■ Position annotation records:
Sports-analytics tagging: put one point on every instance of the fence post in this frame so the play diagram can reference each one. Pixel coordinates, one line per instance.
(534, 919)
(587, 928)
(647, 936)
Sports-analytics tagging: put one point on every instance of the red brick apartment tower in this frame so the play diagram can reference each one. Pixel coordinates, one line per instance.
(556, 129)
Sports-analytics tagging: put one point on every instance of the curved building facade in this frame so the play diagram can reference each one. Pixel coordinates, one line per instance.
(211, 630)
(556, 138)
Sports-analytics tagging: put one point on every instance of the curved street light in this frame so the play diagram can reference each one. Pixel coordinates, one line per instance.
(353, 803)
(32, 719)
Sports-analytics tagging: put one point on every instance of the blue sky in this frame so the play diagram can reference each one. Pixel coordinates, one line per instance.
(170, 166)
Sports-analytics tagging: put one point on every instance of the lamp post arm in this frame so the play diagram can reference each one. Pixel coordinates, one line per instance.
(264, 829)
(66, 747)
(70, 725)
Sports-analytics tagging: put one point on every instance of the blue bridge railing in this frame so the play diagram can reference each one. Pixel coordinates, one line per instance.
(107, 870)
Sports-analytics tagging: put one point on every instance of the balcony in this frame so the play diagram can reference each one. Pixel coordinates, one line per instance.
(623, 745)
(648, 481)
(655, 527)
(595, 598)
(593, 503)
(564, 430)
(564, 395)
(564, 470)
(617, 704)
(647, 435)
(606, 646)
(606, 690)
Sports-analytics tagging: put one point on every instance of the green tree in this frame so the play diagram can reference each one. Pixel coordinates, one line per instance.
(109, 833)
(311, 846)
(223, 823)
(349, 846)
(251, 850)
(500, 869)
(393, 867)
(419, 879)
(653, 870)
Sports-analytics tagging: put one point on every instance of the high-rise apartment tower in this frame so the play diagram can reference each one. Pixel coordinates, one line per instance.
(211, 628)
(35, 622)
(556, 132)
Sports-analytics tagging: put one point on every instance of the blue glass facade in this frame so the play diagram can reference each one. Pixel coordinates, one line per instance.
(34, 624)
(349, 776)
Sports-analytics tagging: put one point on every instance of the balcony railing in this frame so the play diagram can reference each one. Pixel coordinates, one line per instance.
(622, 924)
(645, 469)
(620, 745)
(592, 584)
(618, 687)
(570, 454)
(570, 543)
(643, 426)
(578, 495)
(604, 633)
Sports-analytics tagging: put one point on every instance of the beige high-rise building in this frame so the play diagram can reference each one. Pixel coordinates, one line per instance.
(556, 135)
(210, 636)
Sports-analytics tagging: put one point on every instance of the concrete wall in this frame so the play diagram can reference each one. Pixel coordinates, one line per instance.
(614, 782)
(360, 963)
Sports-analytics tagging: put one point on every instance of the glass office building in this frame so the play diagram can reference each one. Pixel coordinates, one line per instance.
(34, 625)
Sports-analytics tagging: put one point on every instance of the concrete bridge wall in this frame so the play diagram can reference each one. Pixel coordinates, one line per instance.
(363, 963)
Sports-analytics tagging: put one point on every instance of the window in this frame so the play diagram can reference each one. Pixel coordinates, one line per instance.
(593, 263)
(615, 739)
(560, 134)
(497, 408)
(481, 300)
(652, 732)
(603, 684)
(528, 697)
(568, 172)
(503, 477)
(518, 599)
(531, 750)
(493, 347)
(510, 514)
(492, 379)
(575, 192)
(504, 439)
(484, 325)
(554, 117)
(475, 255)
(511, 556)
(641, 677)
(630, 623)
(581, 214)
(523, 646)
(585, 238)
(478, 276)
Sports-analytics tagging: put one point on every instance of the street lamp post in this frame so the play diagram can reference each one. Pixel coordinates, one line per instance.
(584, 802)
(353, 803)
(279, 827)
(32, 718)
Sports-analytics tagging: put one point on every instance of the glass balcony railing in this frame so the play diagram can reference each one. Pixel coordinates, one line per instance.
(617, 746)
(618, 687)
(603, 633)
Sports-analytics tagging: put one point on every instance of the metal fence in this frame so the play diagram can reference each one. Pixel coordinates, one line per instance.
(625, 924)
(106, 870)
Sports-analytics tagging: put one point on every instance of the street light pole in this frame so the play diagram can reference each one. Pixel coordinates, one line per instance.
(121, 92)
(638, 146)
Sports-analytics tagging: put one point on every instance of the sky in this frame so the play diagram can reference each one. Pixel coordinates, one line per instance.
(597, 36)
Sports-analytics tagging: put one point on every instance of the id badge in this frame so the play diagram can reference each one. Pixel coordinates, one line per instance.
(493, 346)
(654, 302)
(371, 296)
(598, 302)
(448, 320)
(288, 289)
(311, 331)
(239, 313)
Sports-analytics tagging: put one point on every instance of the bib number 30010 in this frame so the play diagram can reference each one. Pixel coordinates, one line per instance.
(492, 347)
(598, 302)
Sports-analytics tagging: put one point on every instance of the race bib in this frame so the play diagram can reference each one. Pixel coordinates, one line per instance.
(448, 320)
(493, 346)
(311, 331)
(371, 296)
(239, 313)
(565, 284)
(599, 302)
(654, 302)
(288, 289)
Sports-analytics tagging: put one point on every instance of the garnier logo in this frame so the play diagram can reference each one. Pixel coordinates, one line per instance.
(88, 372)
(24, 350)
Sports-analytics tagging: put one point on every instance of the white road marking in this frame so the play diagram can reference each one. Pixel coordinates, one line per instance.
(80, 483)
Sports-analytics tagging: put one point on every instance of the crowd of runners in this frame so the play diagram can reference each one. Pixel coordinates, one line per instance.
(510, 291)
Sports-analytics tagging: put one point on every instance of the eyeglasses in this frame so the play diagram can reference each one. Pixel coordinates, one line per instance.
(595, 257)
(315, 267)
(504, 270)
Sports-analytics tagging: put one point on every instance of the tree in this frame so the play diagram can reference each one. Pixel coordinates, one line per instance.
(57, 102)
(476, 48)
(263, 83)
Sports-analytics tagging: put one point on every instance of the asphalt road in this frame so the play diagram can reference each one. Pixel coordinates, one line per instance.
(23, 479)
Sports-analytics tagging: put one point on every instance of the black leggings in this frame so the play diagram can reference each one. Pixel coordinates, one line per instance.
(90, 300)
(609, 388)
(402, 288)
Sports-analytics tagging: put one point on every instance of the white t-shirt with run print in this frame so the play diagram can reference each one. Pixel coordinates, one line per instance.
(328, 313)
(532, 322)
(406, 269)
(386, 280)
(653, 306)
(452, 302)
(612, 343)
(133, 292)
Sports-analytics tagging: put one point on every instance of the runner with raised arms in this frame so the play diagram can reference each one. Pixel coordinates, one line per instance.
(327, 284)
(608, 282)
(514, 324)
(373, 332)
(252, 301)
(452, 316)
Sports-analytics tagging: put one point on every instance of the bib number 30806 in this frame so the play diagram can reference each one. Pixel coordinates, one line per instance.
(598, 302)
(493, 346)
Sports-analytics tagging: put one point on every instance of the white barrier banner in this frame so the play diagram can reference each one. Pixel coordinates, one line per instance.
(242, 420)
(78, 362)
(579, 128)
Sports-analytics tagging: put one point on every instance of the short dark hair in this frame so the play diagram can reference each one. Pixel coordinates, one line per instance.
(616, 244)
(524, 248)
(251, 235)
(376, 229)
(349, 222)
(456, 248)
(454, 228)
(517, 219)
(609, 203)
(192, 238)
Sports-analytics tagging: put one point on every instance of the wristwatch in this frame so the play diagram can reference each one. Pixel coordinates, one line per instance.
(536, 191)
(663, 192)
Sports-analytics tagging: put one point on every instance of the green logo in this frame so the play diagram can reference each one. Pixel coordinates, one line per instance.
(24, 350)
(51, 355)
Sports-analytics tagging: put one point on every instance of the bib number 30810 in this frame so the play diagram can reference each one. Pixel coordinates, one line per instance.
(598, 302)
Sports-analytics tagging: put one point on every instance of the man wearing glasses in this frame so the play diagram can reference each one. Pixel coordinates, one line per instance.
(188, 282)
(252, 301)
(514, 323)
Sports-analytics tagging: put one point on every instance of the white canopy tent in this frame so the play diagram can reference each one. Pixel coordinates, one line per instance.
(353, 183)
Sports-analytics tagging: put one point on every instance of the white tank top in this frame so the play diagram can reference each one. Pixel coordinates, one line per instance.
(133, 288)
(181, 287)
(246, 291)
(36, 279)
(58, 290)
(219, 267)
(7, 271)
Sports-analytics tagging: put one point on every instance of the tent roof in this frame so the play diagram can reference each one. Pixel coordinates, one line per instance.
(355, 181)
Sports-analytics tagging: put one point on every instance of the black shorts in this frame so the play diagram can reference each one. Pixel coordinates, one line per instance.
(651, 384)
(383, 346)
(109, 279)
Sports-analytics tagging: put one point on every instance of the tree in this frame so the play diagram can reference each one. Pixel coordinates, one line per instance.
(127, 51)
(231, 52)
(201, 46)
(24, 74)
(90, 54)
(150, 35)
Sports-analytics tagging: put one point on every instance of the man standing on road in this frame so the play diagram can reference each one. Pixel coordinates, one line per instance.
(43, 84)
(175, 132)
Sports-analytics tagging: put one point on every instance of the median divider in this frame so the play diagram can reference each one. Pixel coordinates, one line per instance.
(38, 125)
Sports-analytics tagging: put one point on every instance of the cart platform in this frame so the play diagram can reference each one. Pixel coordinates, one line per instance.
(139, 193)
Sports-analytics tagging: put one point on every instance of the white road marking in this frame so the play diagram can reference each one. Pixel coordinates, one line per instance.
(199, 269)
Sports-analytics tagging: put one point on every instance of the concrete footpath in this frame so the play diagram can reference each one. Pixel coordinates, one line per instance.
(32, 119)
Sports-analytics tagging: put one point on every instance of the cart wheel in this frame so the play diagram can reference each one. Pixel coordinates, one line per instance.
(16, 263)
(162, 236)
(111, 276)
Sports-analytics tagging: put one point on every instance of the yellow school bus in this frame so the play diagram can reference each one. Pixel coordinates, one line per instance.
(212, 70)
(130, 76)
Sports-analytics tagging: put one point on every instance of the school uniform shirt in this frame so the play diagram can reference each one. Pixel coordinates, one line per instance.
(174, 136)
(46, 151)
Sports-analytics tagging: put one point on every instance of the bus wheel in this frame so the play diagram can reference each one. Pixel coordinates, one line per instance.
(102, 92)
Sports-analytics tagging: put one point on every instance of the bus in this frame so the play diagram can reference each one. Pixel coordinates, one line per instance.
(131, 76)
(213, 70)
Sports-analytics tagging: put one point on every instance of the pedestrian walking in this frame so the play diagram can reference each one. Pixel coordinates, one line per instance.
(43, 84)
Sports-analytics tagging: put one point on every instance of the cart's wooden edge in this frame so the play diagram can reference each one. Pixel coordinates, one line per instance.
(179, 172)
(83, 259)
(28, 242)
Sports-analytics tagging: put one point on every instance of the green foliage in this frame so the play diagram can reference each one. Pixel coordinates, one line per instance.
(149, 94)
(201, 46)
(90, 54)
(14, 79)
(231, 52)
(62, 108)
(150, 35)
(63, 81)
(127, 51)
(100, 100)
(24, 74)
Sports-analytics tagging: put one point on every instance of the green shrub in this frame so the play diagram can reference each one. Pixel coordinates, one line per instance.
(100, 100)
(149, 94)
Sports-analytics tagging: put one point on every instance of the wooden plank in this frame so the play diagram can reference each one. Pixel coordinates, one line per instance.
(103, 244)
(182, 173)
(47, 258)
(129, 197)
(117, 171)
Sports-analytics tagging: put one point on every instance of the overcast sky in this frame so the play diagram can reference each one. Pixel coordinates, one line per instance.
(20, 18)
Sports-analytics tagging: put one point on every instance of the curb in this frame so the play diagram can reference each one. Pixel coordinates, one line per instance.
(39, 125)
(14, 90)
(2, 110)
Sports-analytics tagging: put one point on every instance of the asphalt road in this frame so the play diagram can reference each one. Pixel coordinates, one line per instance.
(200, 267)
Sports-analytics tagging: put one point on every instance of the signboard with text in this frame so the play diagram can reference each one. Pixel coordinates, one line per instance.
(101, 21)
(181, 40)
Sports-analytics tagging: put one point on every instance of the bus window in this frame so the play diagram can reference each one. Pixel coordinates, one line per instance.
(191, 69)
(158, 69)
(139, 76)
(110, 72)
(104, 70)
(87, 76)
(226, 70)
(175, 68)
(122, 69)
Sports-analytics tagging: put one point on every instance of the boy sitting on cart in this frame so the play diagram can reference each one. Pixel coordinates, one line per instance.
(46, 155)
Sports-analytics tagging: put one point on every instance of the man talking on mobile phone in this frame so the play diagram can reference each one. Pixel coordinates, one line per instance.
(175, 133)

■ WHAT YOU SHOULD DO: Set out exactly the run of lines that begins at the line holding "of the wooden" and ends at the last line of the data.

■ EXERCISE RESULT:
Sports-analytics tagging: put one point on every instance of the wooden plank in this frame so the play diagram can reference each one. Pixel coordinates, one line per instance.
(103, 244)
(182, 173)
(47, 258)
(129, 197)
(117, 171)
Sports-analytics tagging: put one point on every instance of the overcast sky in this frame so the play diagram can reference each one. Pixel coordinates, one line per instance.
(20, 18)
Sports-analytics tagging: put one point on every instance of the curb in this frame so the play diagram can reference each one. Pixel coordinates, one line per instance.
(39, 125)
(14, 90)
(2, 110)
Sports-analytics tagging: put one point on every instance of the asphalt road in this frame so the play diagram can reference each one. Pixel coordinates, one line per instance.
(200, 267)
Sports-analytics tagging: put one point on every instance of the signboard with text in this frame so the play diagram can reference each one. Pixel coordinates, one line per instance.
(101, 21)
(181, 40)
Sports-analytics tagging: put one point on every instance of the bus window in this frame so the play diagram can reference each one. Pixel coordinates, one line per instance.
(191, 69)
(158, 69)
(139, 76)
(110, 72)
(104, 70)
(87, 76)
(226, 70)
(175, 68)
(122, 69)
Sports-analytics tagging: put one point on every instance of the boy sitting on cart in this frame so the play diagram can reference each one. Pixel coordinates, one line per instance.
(46, 155)
Sports-analytics tagging: put one point on every instance of the man talking on mobile phone in this frame so the play diagram can reference each one. Pixel coordinates, one line per instance.
(175, 133)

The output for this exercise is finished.